======== ページ

農業研究本部

各土壌群の特徴や、北海道におけるそれらの分布面積

Q.3)

全国的に用いられている土壌分類法(農耕地土壌分類)では、大きな区分として16種の土壌群に分けられているそうですが、各土壌群の特徴や、北海道におけるそれらの分布面積やその割合を教えて下さい。

A.3)

全国方式である土壌保全の土壌分類表を表5に示しました。全国の土壌は18種類の土壌群に分けられ、次に1~7種類の土壌統群に細分されています。全体としては18土壌群56土壌統群となります。このうち土壌群の中では、赤色土(09)と黄色土(10)の2種及び造成土が、北海道には存在せず、土壌統群については12種が存在しないことになっています。以下、各土壌群の特徴を簡単に述べます。()はコード番号です。

岩屑土(01)

山地、丘陵地の頂上部の傾斜地にみられる、古い時代にできた表土の浅い山の土壌で、残積土とも呼ばれます。土性は壌質~粘質ですが、基岩あるいは礫層が浅く出ることが多く、土壌的、地形的にみて農耕地としての利用は困難です。網走、日高、胆振、上川管内にわずかに分布しているにすぎません。

================
======== データセット内容

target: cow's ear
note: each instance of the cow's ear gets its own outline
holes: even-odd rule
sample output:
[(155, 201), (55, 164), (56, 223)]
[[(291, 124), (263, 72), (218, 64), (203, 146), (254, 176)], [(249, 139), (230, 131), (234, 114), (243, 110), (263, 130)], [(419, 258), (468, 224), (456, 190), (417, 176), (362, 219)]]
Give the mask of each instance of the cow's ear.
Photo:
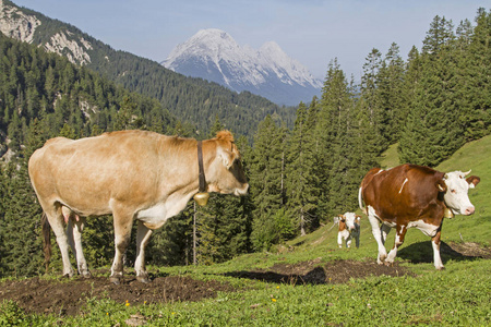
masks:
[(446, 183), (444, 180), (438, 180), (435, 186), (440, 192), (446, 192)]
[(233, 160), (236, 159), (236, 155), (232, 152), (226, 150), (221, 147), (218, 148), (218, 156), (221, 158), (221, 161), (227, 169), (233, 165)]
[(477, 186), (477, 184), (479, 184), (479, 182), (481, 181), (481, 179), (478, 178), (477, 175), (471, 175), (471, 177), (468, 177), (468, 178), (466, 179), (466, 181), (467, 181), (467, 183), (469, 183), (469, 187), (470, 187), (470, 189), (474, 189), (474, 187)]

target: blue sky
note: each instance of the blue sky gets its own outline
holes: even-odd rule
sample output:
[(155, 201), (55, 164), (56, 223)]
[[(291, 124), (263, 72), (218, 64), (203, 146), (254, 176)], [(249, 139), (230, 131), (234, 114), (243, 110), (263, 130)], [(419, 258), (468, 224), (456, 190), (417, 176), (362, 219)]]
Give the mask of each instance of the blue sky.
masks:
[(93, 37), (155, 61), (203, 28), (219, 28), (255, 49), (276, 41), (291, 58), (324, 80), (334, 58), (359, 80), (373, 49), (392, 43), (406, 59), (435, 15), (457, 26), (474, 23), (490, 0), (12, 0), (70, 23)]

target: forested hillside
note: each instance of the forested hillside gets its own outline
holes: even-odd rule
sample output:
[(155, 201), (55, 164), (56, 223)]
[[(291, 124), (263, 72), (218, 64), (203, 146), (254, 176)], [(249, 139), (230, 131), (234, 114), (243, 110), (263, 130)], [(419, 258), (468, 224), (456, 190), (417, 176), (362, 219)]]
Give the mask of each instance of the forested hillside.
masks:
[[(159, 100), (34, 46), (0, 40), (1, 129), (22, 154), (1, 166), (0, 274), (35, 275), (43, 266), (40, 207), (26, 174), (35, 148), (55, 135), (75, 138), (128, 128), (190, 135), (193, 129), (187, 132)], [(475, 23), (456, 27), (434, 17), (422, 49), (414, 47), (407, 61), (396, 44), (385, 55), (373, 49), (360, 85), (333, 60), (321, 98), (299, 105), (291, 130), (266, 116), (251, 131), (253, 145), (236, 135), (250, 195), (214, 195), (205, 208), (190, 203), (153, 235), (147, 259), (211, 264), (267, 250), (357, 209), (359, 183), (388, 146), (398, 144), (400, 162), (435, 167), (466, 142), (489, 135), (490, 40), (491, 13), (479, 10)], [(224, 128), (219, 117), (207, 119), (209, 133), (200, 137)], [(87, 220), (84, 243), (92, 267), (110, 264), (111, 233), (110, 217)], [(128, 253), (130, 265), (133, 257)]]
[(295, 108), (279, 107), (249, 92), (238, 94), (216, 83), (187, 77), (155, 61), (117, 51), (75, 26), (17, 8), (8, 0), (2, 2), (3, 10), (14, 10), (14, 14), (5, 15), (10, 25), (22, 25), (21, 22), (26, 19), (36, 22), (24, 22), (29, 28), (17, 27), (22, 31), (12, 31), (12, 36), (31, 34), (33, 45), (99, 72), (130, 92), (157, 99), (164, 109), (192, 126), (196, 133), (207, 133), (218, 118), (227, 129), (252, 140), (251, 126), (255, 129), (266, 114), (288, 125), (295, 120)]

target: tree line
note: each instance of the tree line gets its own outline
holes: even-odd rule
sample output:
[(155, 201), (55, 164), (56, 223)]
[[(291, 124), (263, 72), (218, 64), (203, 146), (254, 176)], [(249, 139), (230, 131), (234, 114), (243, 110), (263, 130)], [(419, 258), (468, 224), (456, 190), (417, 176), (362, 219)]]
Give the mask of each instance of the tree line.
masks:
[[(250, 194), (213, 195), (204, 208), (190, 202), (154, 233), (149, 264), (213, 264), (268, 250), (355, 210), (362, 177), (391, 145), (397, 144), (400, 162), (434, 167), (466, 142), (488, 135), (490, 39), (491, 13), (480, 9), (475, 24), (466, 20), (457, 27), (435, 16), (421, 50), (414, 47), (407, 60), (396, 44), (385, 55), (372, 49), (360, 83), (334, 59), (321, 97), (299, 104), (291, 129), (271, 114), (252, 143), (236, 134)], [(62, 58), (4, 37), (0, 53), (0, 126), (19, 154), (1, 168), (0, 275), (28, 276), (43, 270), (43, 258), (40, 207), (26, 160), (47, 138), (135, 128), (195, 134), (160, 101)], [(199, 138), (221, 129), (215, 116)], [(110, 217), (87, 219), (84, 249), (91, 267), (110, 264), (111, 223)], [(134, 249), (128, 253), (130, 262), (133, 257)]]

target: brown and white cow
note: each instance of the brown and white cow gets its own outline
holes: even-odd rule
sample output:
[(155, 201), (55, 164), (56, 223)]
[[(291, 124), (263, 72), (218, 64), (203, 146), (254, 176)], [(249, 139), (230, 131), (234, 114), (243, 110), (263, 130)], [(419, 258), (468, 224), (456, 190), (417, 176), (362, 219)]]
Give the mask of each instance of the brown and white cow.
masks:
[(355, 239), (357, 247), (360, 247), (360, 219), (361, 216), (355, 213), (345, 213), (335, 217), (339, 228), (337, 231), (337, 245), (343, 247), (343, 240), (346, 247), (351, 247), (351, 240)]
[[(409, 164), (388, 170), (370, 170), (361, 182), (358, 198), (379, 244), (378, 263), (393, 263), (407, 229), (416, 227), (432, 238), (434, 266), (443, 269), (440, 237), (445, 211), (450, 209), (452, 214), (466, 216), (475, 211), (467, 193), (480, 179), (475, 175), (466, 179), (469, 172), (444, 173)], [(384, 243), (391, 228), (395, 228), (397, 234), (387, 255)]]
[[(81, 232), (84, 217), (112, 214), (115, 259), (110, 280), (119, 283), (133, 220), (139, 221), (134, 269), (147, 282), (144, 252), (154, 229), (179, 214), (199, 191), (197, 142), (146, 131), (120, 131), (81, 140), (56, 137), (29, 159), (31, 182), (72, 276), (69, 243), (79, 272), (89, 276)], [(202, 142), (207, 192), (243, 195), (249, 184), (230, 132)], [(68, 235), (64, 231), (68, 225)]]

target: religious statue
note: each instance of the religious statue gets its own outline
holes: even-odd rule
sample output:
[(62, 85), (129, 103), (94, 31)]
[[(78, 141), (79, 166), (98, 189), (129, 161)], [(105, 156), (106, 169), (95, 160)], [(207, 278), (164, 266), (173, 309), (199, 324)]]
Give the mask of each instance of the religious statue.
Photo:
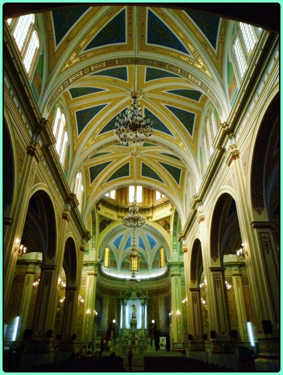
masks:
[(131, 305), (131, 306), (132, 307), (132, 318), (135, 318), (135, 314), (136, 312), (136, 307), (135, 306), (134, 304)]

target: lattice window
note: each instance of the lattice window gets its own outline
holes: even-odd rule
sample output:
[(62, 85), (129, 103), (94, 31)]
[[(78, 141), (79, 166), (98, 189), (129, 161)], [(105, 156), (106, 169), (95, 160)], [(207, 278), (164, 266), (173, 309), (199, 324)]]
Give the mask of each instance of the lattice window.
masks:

================
======== データセット内容

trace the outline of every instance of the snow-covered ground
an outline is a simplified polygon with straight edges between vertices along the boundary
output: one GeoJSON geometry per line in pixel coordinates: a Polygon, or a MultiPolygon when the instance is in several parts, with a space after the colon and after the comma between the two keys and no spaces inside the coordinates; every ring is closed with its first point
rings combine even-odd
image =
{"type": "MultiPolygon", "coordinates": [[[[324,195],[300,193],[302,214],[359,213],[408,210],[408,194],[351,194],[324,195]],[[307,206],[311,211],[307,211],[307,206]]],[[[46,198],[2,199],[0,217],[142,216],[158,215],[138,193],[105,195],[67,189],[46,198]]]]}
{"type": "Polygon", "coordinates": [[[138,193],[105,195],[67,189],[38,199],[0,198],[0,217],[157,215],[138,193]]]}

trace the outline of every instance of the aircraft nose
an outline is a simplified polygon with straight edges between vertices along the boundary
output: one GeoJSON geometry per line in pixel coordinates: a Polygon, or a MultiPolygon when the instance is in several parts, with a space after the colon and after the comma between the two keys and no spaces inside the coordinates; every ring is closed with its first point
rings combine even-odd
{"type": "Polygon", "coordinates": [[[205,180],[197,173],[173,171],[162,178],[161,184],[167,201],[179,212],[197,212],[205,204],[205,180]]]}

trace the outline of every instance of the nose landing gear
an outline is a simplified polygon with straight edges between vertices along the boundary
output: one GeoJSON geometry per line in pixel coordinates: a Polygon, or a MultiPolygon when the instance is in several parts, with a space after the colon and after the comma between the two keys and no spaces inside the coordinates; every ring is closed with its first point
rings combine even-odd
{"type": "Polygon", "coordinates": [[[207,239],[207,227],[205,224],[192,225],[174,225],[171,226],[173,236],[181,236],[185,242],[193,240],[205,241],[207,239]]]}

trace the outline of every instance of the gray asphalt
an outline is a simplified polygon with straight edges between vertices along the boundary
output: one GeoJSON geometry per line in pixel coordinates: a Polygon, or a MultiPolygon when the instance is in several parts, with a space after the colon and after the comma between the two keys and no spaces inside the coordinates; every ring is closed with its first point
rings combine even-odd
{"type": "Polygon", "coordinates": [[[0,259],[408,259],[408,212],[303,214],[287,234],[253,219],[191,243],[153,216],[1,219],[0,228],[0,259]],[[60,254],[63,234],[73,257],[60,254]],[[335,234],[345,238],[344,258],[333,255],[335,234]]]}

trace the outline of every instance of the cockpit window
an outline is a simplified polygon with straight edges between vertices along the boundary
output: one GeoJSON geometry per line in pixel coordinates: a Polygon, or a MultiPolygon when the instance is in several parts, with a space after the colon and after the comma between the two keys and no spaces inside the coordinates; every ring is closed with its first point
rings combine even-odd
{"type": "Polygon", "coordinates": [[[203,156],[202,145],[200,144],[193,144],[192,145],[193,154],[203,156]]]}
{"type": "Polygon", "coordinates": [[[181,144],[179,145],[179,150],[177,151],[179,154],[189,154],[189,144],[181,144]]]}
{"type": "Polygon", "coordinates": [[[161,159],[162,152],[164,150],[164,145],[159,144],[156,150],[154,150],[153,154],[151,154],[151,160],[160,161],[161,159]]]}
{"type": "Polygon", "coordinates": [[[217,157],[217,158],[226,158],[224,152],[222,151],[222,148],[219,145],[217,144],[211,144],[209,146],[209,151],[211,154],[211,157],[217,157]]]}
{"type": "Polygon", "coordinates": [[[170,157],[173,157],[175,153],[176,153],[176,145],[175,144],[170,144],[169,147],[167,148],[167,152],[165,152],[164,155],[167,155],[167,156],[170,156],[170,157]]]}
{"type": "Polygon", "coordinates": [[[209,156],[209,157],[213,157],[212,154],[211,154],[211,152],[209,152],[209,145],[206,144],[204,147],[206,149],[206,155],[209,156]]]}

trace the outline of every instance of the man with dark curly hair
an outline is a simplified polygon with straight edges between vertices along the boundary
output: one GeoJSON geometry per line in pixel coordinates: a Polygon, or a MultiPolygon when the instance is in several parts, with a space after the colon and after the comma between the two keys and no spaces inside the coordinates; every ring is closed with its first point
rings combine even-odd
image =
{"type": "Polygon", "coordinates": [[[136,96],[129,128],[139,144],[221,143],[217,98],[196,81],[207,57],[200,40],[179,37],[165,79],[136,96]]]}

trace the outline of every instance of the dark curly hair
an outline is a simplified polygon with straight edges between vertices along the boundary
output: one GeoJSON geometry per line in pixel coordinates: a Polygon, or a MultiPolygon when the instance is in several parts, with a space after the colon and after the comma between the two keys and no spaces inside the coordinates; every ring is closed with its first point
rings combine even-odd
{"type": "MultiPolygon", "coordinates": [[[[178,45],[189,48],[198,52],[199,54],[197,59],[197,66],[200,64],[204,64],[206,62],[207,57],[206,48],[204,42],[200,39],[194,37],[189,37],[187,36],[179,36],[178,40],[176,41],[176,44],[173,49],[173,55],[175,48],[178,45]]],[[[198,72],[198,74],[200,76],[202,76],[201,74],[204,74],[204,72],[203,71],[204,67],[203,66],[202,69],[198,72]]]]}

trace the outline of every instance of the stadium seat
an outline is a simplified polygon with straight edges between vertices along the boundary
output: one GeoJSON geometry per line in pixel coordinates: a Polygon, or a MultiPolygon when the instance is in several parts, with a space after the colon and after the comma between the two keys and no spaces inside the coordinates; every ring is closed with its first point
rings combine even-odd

================
======== データセット内容

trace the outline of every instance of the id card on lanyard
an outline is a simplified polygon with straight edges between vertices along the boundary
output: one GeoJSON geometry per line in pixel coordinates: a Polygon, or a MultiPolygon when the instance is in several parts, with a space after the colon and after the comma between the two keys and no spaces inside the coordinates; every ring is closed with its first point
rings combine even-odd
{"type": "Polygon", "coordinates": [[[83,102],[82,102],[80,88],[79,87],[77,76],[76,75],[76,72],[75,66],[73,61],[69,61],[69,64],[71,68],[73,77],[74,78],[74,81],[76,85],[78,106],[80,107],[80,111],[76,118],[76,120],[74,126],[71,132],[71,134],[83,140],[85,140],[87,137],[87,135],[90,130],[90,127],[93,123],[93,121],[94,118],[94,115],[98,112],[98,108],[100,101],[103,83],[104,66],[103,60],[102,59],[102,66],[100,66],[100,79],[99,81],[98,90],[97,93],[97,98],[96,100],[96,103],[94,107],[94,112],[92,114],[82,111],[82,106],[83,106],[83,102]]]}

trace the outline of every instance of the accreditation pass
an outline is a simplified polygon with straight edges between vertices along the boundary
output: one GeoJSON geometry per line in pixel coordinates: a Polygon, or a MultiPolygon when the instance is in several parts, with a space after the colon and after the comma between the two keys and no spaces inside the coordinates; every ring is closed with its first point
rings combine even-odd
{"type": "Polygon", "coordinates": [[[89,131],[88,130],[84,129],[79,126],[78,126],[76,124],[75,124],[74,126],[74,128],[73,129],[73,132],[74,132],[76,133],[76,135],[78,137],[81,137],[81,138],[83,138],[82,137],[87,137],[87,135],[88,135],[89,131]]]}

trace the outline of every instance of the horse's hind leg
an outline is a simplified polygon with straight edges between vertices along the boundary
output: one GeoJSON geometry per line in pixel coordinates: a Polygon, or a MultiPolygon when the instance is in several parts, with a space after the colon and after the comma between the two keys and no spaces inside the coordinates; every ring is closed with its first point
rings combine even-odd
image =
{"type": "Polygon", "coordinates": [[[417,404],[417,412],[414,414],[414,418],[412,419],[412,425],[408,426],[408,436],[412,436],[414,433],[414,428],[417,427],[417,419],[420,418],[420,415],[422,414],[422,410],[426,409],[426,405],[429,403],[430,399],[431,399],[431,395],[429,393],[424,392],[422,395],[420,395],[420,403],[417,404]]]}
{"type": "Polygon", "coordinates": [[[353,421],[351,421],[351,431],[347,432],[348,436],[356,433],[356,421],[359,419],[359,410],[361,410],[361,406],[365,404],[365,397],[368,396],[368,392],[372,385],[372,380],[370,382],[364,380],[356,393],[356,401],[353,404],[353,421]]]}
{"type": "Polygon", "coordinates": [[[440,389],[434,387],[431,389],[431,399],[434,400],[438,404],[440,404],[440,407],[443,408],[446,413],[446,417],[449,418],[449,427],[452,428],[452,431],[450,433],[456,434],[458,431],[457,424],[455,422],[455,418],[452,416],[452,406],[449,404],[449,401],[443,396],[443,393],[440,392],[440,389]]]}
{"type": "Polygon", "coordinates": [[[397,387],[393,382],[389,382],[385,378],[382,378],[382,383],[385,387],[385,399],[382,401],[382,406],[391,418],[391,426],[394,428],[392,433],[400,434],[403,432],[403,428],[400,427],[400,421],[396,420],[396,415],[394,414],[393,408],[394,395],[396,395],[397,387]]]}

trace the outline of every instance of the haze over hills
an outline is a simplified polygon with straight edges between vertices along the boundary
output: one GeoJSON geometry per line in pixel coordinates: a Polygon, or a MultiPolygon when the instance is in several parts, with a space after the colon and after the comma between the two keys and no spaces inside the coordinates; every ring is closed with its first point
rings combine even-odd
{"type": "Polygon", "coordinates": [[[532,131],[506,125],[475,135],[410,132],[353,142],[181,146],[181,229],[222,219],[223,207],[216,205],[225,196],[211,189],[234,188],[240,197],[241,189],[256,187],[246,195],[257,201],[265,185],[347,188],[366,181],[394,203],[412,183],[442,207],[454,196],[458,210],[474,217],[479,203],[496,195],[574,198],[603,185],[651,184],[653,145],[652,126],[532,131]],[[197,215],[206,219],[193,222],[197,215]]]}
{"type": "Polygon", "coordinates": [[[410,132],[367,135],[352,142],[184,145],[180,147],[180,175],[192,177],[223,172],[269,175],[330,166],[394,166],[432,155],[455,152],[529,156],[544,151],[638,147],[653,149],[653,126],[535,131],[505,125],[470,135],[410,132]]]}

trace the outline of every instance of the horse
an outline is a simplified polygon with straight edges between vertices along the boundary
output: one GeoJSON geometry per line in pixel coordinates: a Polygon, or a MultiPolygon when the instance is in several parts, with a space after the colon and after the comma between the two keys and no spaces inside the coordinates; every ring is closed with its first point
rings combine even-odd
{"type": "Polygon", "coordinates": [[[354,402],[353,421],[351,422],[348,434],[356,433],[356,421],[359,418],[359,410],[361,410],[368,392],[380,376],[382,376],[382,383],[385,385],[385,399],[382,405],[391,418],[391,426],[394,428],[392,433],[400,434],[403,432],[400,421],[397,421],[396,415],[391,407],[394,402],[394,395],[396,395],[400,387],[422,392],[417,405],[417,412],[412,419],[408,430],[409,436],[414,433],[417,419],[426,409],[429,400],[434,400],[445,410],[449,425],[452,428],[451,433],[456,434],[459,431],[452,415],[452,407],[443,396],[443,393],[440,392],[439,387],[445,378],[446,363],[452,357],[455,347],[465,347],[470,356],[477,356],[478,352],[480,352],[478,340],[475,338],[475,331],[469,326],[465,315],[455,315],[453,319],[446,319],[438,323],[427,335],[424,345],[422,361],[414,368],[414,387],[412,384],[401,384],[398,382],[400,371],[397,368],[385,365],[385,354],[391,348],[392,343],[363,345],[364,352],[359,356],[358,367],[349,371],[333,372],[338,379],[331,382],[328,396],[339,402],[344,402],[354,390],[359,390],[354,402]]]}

================

# 取り組む課題
- A) 土壌分類の解説に照らして、次の(i)~(iii)がそれぞれ本文と合致するかを「はい」か「いいえ」で答え、判断の根拠となる本文の語句をそのまま引用してください。(i) 全国の土壌は18種類の土壌群に分けられている。(ii) 黄色土は北海道に存在する。(iii) 岩屑土は農耕地として利用しやすい。
- B) 土壌分類の解説で、岩屑土がわずかに分布しているとされる管内をすべて挙げてください。
レコードはここでは一切使用しません。

# 解答
- A)
(i) はい。「全国の土壌は18種類の土壌群に分けられ」
(ii) いいえ。「赤色土(09)と黄色土(10)の2種及び造成土が、北海道には存在せず」
(iii) いいえ。「土壌的、地形的にみて農耕地としての利用は困難です」

- B) 網走、日高、胆振、上川